A cook’s tale chapter-2 “The Mushroom Incident”
The next day I’m feeling good, I’m normally a pretty up-beat kinda guy, knock me down, I get right back up to ask for seconds. I get there (early, of course) and the sous tells me to collect a case of each type of mushroom from the walk-in for mushroom ragu. I come back with twelve pounds of various shrooms, which I’m told to slice and keep separate from one another so that they can be caramelized individually. This is the way it’s happening too, like slo-mo. Get this. Okay. Now slice them. Okay. Now get an onion. Okay. Fine dice that. Okay. Like being fed spoonful by painful spoonful. Meanwhile the sous and the chef have taken a couple of cases of mushrooms off my hands to help speed the process along. Fxxkfxckfxckfxckfxckfcxk! I know what this means, they’re carrying me and I realize I’m fxxked from the get-go. My prior upbeat mood starts to slip away as I try to juggle four pans of caramelizing mushrooms, a prep list print-out that I don’t understand and a kitchen full of hidden utensils. She tells me to cook the mushrooms in a particular order as they all have different water contents, first the trumpets then the oysters, shitakes and criminis, all separately. The chef leaves on some errand and that’s when she comes over to me, I had begun to notice a pattern in this habit of hers. If the chef was around, she spoke somewhat nicer to me, if not, well…a friend of mine liked to say in a mock southern accent “I may be dumb, but I ain’t stoo-pid!”
....
To do: Please condense the paragraph of the cook's tale beginning "The next day I’m feeling good" into a shorter version that keeps its main facts.
....
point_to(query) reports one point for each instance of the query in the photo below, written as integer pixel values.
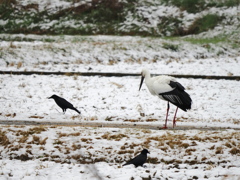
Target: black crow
(63, 103)
(139, 160)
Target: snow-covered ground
(55, 152)
(68, 152)
(117, 54)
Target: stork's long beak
(141, 82)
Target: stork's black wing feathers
(178, 96)
(176, 85)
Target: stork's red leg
(174, 119)
(168, 107)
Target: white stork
(168, 89)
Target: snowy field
(73, 152)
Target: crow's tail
(76, 110)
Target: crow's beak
(141, 82)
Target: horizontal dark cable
(111, 74)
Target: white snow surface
(70, 152)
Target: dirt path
(110, 125)
(110, 74)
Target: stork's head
(144, 73)
(53, 97)
(145, 151)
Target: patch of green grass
(191, 6)
(172, 47)
(205, 23)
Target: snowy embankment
(117, 54)
(52, 152)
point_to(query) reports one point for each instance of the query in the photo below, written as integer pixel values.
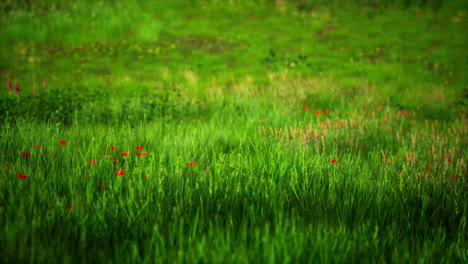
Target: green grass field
(233, 131)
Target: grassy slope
(263, 188)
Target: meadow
(233, 131)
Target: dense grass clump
(233, 132)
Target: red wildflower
(119, 173)
(9, 85)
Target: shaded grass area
(273, 132)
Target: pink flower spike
(17, 90)
(119, 173)
(9, 84)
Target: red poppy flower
(119, 173)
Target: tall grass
(321, 140)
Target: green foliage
(274, 132)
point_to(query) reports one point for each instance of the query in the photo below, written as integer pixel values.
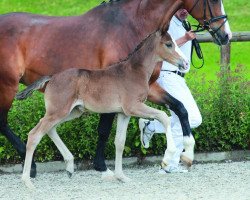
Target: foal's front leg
(120, 138)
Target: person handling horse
(172, 80)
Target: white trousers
(176, 86)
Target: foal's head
(168, 50)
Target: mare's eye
(169, 45)
(215, 1)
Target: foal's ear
(164, 29)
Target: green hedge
(224, 106)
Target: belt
(176, 72)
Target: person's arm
(187, 37)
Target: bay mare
(32, 46)
(122, 88)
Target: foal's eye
(169, 45)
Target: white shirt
(176, 30)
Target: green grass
(238, 14)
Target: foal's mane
(110, 1)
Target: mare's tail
(39, 84)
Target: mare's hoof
(69, 174)
(123, 178)
(100, 166)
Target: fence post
(225, 51)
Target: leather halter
(208, 22)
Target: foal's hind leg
(104, 129)
(120, 138)
(34, 137)
(7, 93)
(67, 155)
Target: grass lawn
(238, 13)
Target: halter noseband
(208, 22)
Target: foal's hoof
(108, 175)
(187, 162)
(69, 174)
(33, 172)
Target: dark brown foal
(32, 46)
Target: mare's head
(211, 16)
(168, 50)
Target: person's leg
(177, 87)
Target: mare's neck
(144, 59)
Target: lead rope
(195, 45)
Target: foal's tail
(39, 84)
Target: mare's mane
(110, 1)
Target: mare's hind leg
(120, 138)
(7, 94)
(142, 110)
(104, 129)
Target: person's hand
(190, 35)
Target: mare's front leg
(7, 95)
(104, 129)
(162, 97)
(120, 138)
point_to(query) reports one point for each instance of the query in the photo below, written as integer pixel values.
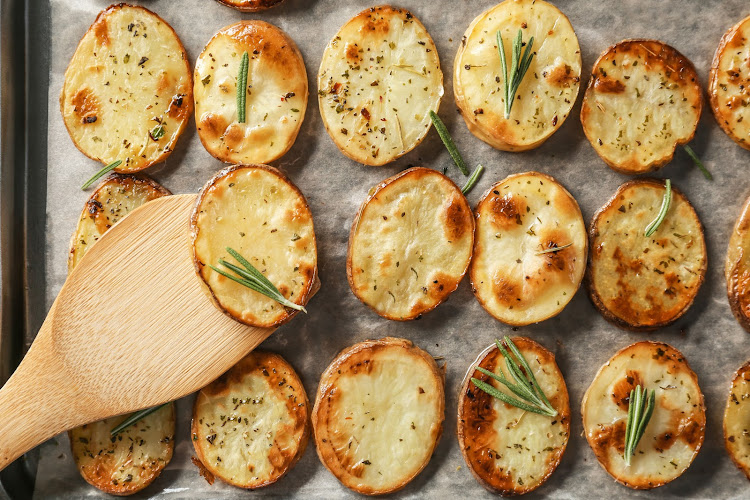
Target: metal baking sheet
(459, 329)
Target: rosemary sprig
(519, 66)
(242, 87)
(104, 171)
(638, 417)
(665, 203)
(448, 141)
(525, 387)
(253, 279)
(135, 417)
(471, 181)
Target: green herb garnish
(665, 203)
(638, 417)
(253, 279)
(519, 67)
(526, 386)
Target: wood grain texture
(131, 328)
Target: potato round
(674, 434)
(276, 94)
(642, 101)
(379, 79)
(130, 461)
(638, 282)
(736, 418)
(251, 426)
(515, 273)
(410, 244)
(257, 211)
(378, 414)
(508, 450)
(729, 83)
(128, 91)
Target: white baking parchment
(459, 329)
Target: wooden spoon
(131, 328)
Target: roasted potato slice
(379, 414)
(546, 94)
(128, 91)
(638, 282)
(410, 244)
(729, 82)
(379, 79)
(508, 450)
(251, 425)
(642, 101)
(736, 418)
(674, 434)
(276, 93)
(257, 211)
(131, 460)
(516, 273)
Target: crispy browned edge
(123, 489)
(295, 380)
(548, 178)
(303, 297)
(473, 125)
(355, 225)
(478, 475)
(594, 295)
(271, 34)
(658, 163)
(320, 100)
(702, 406)
(744, 468)
(116, 178)
(713, 77)
(188, 97)
(326, 383)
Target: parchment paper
(459, 329)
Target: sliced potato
(508, 450)
(410, 244)
(729, 83)
(546, 94)
(639, 282)
(379, 79)
(130, 461)
(516, 273)
(250, 426)
(674, 434)
(128, 91)
(276, 93)
(643, 100)
(378, 414)
(257, 211)
(736, 418)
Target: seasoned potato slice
(128, 91)
(639, 282)
(643, 100)
(736, 418)
(729, 83)
(257, 211)
(276, 93)
(547, 92)
(250, 426)
(379, 414)
(379, 79)
(511, 451)
(516, 274)
(130, 461)
(410, 244)
(674, 434)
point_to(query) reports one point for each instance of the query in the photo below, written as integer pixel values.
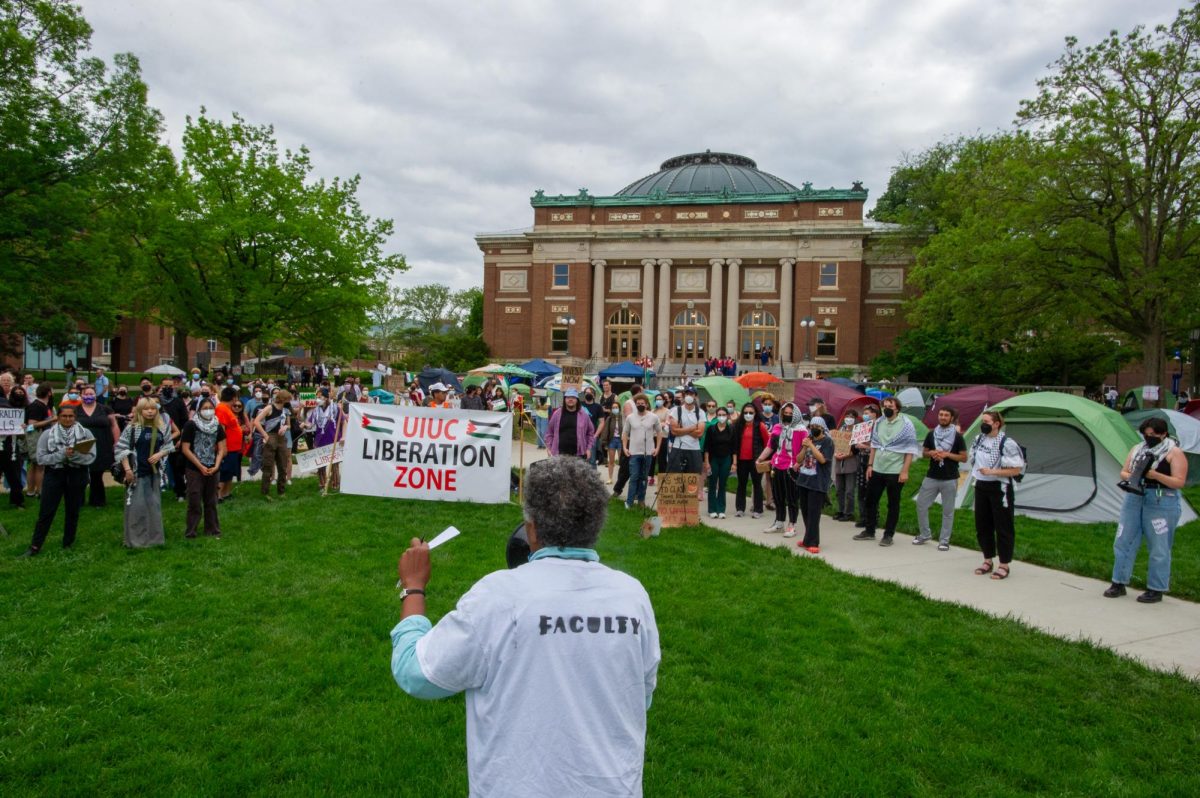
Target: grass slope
(258, 665)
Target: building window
(827, 343)
(828, 275)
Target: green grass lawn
(259, 665)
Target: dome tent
(1075, 450)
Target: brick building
(709, 256)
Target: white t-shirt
(561, 653)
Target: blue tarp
(624, 370)
(540, 369)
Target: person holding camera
(561, 651)
(1151, 510)
(139, 453)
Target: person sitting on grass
(562, 649)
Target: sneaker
(1150, 597)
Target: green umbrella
(721, 390)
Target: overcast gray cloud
(455, 112)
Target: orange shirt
(233, 430)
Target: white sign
(430, 454)
(12, 420)
(310, 461)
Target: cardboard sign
(12, 420)
(677, 502)
(573, 377)
(861, 433)
(429, 454)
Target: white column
(664, 340)
(714, 310)
(647, 299)
(732, 300)
(598, 315)
(786, 301)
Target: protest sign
(677, 499)
(12, 420)
(431, 454)
(310, 461)
(841, 437)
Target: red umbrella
(755, 379)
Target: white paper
(449, 533)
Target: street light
(808, 323)
(568, 321)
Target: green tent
(1075, 449)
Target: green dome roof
(708, 173)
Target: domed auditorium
(707, 257)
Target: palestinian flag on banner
(484, 430)
(378, 424)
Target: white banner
(12, 420)
(315, 459)
(431, 454)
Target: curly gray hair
(567, 502)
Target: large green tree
(76, 137)
(249, 245)
(1080, 221)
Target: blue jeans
(639, 472)
(1152, 516)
....
The result: Upbeat and arriving early the next day, the narrator is sent by the sous to the walk-in for a case of each type of mushroom for a mushroom ragu. The twelve pounds must be sliced and kept separate so each kind can be caramelized on its own. Instructions come one step at a time: slice them, get an onion, fine dice it. The sous and the chef take a couple of cases to speed things up, and the narrator realizes they are carrying the load and the day is doomed from the start. The good mood fades while the narrator juggles four pans of mushrooms, a prep list that makes no sense, and a kitchen full of hidden utensils. Because the mushrooms have different water contents, she orders them cooked separately: trumpets first, then oysters, shitakes, and criminis. When the chef leaves on an errand, she comes over. The narrator has already noticed that she speaks more nicely when the chef is around and not otherwise, recalling a friend's line: "I may be dumb, but I ain't stoo-pid!"